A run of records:
+ + + + +

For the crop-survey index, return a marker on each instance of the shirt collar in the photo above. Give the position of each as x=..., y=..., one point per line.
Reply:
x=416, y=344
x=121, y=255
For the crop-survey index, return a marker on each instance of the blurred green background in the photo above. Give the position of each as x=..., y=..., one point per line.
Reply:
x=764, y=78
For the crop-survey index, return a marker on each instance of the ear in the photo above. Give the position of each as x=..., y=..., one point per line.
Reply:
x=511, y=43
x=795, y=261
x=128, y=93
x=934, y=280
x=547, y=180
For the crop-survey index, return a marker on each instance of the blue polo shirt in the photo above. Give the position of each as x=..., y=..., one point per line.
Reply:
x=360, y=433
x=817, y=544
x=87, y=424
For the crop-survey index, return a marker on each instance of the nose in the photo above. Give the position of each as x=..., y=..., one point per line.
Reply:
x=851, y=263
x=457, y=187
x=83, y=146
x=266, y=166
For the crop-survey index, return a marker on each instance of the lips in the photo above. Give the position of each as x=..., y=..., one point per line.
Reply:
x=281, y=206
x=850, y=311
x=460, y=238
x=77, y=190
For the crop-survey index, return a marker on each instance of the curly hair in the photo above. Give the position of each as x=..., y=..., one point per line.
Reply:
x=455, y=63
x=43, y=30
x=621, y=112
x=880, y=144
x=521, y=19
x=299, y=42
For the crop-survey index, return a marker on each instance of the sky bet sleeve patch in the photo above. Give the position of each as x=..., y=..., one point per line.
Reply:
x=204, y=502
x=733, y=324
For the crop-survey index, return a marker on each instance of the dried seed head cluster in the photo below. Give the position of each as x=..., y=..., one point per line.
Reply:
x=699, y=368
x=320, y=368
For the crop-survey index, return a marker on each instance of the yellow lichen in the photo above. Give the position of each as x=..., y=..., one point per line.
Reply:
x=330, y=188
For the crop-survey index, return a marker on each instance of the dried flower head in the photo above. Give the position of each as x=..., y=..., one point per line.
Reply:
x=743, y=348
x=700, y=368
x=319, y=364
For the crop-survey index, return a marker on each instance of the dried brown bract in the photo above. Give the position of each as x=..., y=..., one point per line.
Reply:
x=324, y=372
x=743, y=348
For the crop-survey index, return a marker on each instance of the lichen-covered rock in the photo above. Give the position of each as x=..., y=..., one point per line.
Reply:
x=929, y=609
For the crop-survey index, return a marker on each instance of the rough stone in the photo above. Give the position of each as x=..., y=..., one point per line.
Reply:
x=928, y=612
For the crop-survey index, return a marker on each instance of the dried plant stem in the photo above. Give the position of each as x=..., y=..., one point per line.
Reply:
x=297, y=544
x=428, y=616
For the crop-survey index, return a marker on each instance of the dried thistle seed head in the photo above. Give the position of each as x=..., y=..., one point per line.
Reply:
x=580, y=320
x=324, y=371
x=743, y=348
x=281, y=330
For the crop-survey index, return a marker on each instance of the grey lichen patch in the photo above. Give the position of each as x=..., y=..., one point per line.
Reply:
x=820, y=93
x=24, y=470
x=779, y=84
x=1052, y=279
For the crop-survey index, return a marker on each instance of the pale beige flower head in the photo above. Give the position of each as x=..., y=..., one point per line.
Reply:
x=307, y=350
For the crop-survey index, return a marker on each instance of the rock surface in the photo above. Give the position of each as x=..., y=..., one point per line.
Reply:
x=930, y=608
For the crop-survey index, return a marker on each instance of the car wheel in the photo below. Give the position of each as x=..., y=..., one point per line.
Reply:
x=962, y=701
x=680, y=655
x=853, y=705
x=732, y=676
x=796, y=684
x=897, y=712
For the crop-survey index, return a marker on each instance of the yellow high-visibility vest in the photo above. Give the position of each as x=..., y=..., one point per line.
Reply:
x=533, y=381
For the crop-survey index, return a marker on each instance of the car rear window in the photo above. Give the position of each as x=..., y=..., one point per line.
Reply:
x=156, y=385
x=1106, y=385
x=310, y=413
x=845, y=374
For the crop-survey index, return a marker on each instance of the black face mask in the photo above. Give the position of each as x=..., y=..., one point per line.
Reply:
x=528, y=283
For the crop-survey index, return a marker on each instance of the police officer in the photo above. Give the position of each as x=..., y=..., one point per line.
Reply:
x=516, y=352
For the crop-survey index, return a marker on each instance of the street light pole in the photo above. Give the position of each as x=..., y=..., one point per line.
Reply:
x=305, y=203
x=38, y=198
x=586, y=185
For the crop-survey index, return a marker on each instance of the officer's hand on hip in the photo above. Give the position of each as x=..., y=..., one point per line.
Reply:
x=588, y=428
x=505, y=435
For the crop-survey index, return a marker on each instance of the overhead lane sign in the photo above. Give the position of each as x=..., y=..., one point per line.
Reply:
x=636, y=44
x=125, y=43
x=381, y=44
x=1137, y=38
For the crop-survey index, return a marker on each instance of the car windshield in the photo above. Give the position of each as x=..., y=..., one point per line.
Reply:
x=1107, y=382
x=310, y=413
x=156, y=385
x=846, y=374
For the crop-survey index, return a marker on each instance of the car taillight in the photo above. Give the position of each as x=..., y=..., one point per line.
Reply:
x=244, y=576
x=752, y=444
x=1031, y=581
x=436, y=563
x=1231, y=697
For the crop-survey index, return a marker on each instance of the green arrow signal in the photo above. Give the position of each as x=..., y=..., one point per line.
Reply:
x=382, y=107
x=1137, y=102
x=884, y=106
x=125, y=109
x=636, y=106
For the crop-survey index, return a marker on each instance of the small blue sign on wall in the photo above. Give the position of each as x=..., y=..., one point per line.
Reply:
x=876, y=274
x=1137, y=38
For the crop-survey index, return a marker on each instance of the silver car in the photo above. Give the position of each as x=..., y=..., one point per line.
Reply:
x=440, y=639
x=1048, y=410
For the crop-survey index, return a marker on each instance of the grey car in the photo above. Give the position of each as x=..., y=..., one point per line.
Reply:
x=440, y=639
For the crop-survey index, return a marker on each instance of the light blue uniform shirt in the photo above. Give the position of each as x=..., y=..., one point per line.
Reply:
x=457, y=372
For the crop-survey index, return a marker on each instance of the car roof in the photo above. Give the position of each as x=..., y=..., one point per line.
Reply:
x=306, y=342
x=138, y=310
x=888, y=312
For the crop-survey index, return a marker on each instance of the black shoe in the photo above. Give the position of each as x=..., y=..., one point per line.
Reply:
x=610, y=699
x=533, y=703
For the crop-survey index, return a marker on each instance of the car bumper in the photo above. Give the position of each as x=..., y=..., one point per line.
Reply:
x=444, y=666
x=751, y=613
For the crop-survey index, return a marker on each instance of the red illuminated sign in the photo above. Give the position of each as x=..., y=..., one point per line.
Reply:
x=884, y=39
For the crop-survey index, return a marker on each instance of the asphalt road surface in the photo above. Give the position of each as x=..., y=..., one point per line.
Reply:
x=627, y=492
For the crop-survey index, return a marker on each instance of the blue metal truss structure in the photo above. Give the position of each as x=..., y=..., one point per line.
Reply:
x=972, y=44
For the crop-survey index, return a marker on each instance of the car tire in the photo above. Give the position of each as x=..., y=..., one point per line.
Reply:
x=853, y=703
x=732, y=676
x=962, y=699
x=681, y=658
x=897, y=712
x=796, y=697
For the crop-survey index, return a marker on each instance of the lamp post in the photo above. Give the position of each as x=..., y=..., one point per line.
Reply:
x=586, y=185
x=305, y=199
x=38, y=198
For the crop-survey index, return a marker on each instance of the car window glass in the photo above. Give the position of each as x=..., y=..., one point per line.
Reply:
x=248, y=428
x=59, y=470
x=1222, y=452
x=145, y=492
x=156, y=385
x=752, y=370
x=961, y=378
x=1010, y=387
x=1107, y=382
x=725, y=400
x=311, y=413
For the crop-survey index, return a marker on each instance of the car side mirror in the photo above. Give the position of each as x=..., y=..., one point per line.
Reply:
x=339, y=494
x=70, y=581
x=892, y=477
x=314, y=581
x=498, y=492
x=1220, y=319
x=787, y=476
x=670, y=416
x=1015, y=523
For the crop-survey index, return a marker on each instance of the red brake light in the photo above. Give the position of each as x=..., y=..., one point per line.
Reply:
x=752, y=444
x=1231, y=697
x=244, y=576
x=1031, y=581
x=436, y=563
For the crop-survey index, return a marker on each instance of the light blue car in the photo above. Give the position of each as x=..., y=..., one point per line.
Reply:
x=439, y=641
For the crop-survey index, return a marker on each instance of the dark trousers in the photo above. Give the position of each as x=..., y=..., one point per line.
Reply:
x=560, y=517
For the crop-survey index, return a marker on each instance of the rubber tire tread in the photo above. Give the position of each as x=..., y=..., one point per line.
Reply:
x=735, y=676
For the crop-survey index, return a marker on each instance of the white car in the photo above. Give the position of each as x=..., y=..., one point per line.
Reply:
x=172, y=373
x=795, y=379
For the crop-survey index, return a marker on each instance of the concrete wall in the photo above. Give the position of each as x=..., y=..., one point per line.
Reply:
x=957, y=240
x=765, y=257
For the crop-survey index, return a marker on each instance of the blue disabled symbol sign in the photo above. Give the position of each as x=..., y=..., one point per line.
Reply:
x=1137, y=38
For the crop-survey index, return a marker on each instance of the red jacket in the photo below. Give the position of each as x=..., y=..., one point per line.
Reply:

+ + + + +

- _Short task_: Please copy the data above word for word, everything from the line containing "the dried flower" down to the line containing "x=928, y=612", including both of those lines.

- _Exercise output_:
For the crop-survey index, return a marker on each instance of the dried flower head in the photo above. Give the position of each as x=..., y=..., one point per line.
Reply:
x=743, y=348
x=700, y=368
x=319, y=364
For the crop-survey index, return a marker on each instance of the dried brown bract in the photo above. Give the position of each as x=..., y=..., one point per line.
Reply:
x=324, y=372
x=743, y=348
For the crop-survey index, return a marker on each instance of the lichen-covered rock in the photo above. Give the position of each as x=..., y=..., one point per line.
Reply:
x=929, y=609
For the crop-survey index, return a marker on each instance of the rough stone in the photo above. Give the position of each as x=..., y=..., one point per line.
Reply:
x=928, y=612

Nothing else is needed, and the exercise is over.